### [Given problem]
Render every line of the records below as a JSON list of strings, one string per line, with blank lines omitted. Leave the pictures out of the list.

### [Data]
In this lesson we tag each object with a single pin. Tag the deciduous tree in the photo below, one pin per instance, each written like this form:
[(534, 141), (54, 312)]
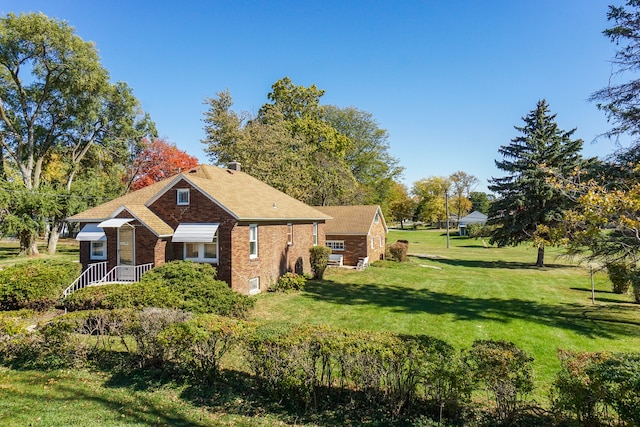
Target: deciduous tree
[(55, 97), (528, 207), (158, 160), (320, 155), (431, 193)]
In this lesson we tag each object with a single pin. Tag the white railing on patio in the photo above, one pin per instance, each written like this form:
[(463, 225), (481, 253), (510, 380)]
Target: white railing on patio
[(93, 274), (96, 274), (125, 273)]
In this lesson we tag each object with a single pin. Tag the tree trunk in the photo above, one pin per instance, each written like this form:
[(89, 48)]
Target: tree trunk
[(54, 235), (28, 244), (540, 261)]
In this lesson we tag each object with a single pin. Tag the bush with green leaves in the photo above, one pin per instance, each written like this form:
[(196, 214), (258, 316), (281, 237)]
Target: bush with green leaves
[(289, 282), (35, 284), (319, 257), (181, 285), (308, 365), (145, 328), (196, 346), (505, 372), (15, 322), (620, 277), (591, 386), (398, 251), (52, 346)]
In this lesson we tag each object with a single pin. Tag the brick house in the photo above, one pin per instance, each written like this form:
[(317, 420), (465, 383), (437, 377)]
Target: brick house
[(251, 232), (355, 232)]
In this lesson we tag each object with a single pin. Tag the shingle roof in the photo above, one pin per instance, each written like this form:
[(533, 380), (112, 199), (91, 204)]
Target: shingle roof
[(248, 198), (244, 197), (350, 219)]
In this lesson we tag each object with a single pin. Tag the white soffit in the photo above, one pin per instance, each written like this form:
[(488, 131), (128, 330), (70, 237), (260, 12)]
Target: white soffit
[(115, 222), (200, 233), (91, 233)]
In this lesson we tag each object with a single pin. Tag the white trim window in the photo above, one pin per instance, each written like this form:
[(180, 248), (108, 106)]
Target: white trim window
[(253, 241), (98, 250), (254, 285), (336, 245), (289, 234), (315, 234), (201, 252), (182, 197)]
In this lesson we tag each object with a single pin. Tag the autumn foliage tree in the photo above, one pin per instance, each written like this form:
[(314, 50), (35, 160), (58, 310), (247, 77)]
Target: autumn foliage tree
[(158, 160)]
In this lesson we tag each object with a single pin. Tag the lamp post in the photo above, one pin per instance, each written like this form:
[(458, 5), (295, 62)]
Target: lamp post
[(446, 207)]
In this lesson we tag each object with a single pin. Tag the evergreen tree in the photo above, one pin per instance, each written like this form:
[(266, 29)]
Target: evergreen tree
[(528, 207)]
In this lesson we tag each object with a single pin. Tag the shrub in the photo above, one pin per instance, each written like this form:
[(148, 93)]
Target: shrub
[(619, 274), (505, 371), (51, 347), (319, 256), (399, 250), (178, 284), (145, 328), (289, 282), (383, 372), (590, 385), (35, 284), (14, 322), (197, 345)]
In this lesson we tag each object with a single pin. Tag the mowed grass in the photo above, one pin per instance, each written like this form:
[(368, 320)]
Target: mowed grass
[(470, 292), (93, 398), (67, 249)]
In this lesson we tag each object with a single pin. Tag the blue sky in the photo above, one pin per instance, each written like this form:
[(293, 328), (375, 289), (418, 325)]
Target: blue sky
[(447, 79)]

### [Solution]
[
  "In this lesson we tag each object with a single pin. Tag the deciduous tree in the photo below, one pin per instance, each written like this form:",
  "[(534, 141), (54, 312)]",
  "Target: deciduous tree",
  "[(55, 97), (528, 207), (158, 160), (320, 155), (431, 193)]",
  "In this lesson we tag each object with a single pin. Tag the white railing on patio in the photo above, one pin per instance, each written like this form:",
  "[(463, 225), (481, 253), (510, 380)]",
  "Target: white railing on patio",
  "[(93, 274), (96, 274), (125, 273)]",
  "In this lesson we tag each object with a single pin. Tag the tree trunk in the photo above, one pin per instance, each written like this form:",
  "[(89, 48)]",
  "Target: tree trunk",
  "[(54, 235), (28, 244), (540, 261)]",
  "In this lesson we tag each object with a single pin. Tag the bush with green leaves in the photo above, one pin per instance, each written like this form:",
  "[(196, 214), (258, 316), (281, 237)]",
  "Target: bush with green leaves",
  "[(289, 282), (35, 284), (319, 257), (181, 285), (308, 365), (145, 328), (196, 346), (505, 372), (15, 322), (620, 277), (591, 386), (398, 251), (52, 346)]",
  "In this lesson we tag each object with a single pin. Tag the brick house in the photo above, one pin per instance, each written like this form:",
  "[(317, 420), (465, 383), (437, 377)]",
  "Target: brick house",
  "[(251, 232), (355, 232)]",
  "In this lesson we tag each object with a single pin. Tag the shingle roof in the photo above, one pin per instance, each written like this form:",
  "[(533, 380), (112, 199), (91, 204)]",
  "Target: shingle roof",
  "[(248, 198), (244, 197), (350, 219)]",
  "In this lesson we tag each object with a single pin. Tag the white soffit in the photo above, one pin per instance, each written like this form:",
  "[(488, 131), (128, 330), (70, 237), (260, 12)]",
  "Target: white soffit",
  "[(115, 222), (200, 233), (91, 233)]",
  "In this lesson we tag each object with a single pin. Tag the white trim window in the photo above, one pin per instance, each written like this form:",
  "[(180, 248), (108, 106)]",
  "Target: white trim window",
  "[(253, 241), (98, 250), (254, 285), (336, 245), (289, 234), (315, 234), (201, 252), (182, 197)]",
  "In this lesson we tag each object with a single pin. Tag the autumn foliage tree in the photo above, one pin per instance, each written like this form:",
  "[(314, 50), (35, 160), (58, 310), (247, 77)]",
  "Target: autumn foliage tree",
  "[(158, 160)]",
  "In this lesson we tag each object with a single pin. Tag the lamp post in the photo above, one pin per instance, each written like this form:",
  "[(458, 5), (295, 62)]",
  "Target: lamp post",
  "[(446, 207)]",
  "In this lesson we tag each object with a single pin. Tag the evergreen tree in the photo above, one pin per instance, each written like this form:",
  "[(266, 29)]",
  "Target: evergreen tree",
  "[(528, 207)]",
  "In this lesson we tag each object with a single pin. Tag the shrub in the photo above, one pin per instance, each written like this form:",
  "[(148, 93)]",
  "Target: shrub",
  "[(619, 274), (505, 371), (51, 347), (319, 256), (399, 250), (178, 284), (145, 328), (289, 282), (383, 372), (590, 385), (35, 284), (14, 322), (197, 345)]",
  "In this lesson we tag each object with a single pin. Tag the mowed grass in the photo above, one pin per instance, each written like this form:",
  "[(368, 320)]",
  "Target: mowed grass",
  "[(470, 292), (93, 398), (67, 249)]",
  "In this lesson we tag each object with a single pin. Tag the blue sky in the photo above, one pin per instance, each written like this form:",
  "[(293, 328), (375, 289), (418, 325)]",
  "Target: blue sky",
  "[(447, 79)]"
]